Manila, Philippines – In a small huddle with martial law victims and their surviving families in Manila’s Monument of Heroes memorial park, Joey Faustino wonders what has happened to the Philippines.
“Should I feel betrayed that the lies have prevailed? Or forgotten and neglected by our countrymen who believed these lies?” he asks, a week after voters elected Ferdinand Marcos Jr, the son and namesake of the country’s former dictator, as its next president.
In the park, popularly known as Bantayog, stands the black granite Wall of Remembrance inscribed with the names of 320 Filipinos who fought against the Marcos dictatorship in the 1970s. They are but a fraction of those who suffered under his brutal rule – Amnesty International says more than 3,200 people were killed, 35,000 tortured and 70,000 detained during that period.
Gerardo T Faustino, Joey’s older brother, is among the names on the wall.

• [Stated problem 1]:
Please print, word for word, the part of the Bantayog article that opens with the words containing "In the park, popularly" and closes with "during that period.".
• [Stated problem 2]:
Answer these questions using the Bantayog article.
(a) How many Filipinos' names are inscribed on the Wall of Remembrance?
(b) According to Amnesty International, how many people were detained during the Marcos dictatorship?
(c) Which relative of Joey Faustino is among the names on the wall?

• [Provided information]:
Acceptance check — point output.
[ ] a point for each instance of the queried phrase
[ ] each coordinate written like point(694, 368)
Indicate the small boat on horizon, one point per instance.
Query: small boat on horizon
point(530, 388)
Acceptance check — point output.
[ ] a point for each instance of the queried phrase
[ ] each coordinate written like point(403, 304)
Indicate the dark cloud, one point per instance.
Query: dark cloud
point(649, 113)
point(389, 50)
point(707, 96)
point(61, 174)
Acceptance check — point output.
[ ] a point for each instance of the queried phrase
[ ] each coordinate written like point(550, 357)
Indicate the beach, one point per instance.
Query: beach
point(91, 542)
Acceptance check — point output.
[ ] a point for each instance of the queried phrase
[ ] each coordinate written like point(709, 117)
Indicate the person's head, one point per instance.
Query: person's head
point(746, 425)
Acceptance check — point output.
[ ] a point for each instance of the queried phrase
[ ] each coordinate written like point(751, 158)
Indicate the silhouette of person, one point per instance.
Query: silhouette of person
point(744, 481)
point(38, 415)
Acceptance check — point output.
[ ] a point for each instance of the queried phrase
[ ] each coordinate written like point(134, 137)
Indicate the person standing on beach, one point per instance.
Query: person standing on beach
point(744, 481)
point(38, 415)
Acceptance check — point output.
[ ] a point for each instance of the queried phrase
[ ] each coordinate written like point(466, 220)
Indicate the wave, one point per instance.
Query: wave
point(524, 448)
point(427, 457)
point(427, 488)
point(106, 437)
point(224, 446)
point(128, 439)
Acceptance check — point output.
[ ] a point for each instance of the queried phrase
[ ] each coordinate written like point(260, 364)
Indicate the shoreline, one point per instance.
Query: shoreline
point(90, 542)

• [Output 1]:
In the park, popularly known as Bantayog, stands the black granite Wall of Remembrance inscribed with the names of 320 Filipinos who fought against the Marcos dictatorship in the 1970s. They are but a fraction of those who suffered under his brutal rule – Amnesty International says more than 3,200 people were killed, 35,000 tortured and 70,000 detained during that period.

• [Output 2]:
(a) 320
(b) 70,000
(c) His older brother, Gerardo T Faustino